## EXERCISE
Give again every line from the one with "Target: apartment building" through the last line of the data, exactly, and leave out the lines before it.

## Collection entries
———

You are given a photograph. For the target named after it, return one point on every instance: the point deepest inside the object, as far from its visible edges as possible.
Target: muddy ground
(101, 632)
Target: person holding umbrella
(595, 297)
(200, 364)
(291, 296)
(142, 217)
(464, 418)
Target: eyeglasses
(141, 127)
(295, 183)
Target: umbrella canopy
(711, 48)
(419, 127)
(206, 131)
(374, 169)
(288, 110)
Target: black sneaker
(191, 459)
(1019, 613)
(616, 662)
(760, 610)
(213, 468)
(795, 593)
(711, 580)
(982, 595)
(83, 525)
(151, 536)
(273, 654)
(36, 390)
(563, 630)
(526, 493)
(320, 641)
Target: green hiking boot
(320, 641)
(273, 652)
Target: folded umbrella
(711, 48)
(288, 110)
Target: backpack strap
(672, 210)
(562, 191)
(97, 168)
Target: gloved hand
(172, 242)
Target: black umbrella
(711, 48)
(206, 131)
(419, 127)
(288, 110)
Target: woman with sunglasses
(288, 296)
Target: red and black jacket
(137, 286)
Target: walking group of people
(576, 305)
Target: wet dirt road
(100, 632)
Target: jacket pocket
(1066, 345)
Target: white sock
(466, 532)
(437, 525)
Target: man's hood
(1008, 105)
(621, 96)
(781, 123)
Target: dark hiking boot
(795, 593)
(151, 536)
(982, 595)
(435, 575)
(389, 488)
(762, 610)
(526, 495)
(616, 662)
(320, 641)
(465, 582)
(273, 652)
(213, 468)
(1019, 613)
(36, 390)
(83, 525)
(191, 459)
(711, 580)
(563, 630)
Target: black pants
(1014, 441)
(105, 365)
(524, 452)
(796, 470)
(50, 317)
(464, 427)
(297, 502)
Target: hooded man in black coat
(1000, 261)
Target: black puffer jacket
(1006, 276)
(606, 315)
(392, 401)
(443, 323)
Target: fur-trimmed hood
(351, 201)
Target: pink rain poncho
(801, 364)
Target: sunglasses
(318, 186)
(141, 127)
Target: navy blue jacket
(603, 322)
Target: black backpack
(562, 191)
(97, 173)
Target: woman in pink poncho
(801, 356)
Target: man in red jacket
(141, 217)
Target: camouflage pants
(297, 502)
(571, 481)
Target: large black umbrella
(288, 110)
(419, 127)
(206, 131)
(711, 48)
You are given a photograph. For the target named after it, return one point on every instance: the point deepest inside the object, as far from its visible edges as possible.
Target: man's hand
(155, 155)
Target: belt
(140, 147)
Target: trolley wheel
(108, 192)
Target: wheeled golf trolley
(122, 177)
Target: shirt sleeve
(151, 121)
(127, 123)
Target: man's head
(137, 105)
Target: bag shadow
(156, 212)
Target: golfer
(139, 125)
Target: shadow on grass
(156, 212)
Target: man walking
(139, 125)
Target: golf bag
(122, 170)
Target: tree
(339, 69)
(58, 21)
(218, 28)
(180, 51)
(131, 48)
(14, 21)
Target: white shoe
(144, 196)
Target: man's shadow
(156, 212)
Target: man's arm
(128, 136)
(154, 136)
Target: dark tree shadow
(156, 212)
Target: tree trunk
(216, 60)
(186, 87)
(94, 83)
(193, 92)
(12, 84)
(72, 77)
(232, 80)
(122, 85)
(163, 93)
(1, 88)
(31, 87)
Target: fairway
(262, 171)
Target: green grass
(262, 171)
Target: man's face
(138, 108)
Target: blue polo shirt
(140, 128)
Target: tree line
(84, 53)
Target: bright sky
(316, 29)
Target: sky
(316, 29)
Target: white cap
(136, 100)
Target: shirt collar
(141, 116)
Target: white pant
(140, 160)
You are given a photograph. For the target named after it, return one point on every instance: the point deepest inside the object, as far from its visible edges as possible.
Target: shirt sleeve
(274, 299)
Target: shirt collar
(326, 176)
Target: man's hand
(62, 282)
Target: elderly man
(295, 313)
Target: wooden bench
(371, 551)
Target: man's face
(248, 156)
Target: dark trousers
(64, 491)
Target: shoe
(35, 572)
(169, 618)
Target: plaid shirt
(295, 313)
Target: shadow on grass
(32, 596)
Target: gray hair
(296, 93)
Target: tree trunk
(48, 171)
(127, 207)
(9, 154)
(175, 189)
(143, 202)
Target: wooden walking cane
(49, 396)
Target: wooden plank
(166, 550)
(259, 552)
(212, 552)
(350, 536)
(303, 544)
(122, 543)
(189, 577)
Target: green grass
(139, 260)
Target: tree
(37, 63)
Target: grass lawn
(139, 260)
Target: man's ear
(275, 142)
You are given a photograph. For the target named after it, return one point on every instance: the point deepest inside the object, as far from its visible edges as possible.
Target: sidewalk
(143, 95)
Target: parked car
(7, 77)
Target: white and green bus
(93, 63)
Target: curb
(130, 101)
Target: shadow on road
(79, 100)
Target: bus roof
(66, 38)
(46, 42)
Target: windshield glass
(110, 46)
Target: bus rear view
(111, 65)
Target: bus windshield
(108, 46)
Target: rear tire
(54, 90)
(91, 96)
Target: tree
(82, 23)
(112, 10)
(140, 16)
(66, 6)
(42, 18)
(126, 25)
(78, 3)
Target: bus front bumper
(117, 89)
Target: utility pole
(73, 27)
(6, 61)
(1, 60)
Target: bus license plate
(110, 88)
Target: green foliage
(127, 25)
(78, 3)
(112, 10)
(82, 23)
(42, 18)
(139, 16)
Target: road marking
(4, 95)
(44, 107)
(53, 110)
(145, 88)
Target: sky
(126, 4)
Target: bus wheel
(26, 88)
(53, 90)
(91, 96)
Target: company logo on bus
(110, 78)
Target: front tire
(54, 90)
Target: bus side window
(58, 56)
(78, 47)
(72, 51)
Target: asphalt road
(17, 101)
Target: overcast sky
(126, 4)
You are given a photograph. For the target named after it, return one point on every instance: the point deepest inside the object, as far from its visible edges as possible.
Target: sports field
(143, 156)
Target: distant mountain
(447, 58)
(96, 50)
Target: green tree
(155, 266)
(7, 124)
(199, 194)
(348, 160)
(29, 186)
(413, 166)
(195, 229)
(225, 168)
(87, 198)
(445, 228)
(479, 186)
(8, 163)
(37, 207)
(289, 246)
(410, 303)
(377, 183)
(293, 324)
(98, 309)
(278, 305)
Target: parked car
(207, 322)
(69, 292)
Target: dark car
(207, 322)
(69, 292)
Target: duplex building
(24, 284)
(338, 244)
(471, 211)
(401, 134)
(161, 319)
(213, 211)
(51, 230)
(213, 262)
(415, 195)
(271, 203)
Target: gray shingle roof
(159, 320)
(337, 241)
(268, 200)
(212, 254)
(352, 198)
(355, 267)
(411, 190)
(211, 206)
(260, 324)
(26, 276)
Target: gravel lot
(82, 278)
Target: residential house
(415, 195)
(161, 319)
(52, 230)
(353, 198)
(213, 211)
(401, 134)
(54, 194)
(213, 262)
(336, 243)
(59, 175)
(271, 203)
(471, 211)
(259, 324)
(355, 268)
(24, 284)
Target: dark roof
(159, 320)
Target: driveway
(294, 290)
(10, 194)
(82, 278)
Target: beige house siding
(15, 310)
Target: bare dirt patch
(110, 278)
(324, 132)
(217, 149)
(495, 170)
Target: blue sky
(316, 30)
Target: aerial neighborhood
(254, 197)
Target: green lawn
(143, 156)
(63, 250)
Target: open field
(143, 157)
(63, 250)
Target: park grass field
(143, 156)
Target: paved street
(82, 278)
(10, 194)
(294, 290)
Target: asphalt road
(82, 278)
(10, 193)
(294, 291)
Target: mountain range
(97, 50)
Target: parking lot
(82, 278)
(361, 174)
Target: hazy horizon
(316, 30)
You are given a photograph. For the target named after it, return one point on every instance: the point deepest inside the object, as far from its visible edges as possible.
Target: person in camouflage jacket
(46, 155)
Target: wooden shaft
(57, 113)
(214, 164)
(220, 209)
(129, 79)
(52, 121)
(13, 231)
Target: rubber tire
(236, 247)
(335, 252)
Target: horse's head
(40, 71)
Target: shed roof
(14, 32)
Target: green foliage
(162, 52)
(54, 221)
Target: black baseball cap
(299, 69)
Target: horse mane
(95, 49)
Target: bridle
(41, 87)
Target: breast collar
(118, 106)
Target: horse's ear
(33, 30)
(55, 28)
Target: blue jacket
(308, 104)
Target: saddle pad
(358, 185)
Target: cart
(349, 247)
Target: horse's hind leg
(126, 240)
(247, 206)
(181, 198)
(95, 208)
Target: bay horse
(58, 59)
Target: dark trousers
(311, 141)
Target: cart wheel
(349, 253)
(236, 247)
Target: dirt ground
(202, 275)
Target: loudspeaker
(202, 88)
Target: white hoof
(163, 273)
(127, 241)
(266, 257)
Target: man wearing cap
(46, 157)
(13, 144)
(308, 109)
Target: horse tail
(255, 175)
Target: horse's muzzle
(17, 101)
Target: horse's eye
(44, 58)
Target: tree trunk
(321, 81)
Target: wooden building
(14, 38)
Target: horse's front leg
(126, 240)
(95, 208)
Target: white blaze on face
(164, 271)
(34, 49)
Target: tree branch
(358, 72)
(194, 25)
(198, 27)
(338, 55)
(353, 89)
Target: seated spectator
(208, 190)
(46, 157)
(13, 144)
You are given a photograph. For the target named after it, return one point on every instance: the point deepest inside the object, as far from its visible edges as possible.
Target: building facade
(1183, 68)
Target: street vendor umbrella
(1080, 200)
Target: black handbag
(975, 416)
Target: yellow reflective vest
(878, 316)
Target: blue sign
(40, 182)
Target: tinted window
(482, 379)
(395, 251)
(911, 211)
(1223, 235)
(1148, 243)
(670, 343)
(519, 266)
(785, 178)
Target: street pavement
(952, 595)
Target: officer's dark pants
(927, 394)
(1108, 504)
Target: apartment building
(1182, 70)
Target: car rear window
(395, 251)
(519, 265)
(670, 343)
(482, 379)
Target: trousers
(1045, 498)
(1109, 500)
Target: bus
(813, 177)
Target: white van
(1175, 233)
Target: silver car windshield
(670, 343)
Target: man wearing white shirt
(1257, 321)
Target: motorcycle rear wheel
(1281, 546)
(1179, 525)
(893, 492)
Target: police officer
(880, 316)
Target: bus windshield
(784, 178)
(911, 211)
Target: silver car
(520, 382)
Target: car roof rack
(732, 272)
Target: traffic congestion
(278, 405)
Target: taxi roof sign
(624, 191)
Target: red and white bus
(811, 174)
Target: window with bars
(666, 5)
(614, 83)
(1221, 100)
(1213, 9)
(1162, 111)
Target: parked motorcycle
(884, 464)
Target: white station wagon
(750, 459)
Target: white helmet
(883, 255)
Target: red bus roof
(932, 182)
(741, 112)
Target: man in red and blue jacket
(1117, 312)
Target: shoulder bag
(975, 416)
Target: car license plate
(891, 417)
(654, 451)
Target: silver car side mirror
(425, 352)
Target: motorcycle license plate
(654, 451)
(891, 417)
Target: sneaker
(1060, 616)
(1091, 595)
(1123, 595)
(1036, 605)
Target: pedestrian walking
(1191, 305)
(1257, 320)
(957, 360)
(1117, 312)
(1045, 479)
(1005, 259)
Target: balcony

———

## ANSWER
Target: apartment building
(1182, 70)
Target: car rear window
(395, 251)
(519, 265)
(670, 343)
(482, 379)
Target: trousers
(1045, 498)
(1109, 500)
Target: bus
(813, 177)
Target: white van
(1175, 233)
Target: silver car windshield
(670, 343)
Target: man wearing white shirt
(1257, 321)
Target: motorcycle rear wheel
(1281, 546)
(1179, 525)
(893, 492)
Target: police officer
(880, 316)
Target: bus windshield
(784, 178)
(911, 211)
Target: silver car
(520, 382)
Target: car roof rack
(732, 272)
Target: traffic congestion
(278, 405)
Target: taxi roof sign
(624, 191)
Target: red and white bus
(811, 174)
Target: window with bars
(666, 5)
(614, 83)
(1221, 100)
(1213, 9)
(1162, 111)
Target: parked motorcycle
(884, 464)
Target: white station wagon
(750, 459)
Target: white helmet
(883, 255)
Target: red bus roof
(932, 182)
(741, 112)
Target: man in red and blue jacket
(1117, 312)
Target: shoulder bag
(975, 416)
Target: car license plate
(891, 417)
(654, 451)
Target: silver car side mirror
(425, 352)
Target: motorcycle license plate
(654, 451)
(891, 417)
Target: sneaker
(1060, 616)
(1091, 595)
(1123, 595)
(1036, 605)
Target: pedestrian walking
(1191, 305)
(1257, 320)
(957, 360)
(1117, 312)
(1045, 479)
(1005, 259)
Target: balcony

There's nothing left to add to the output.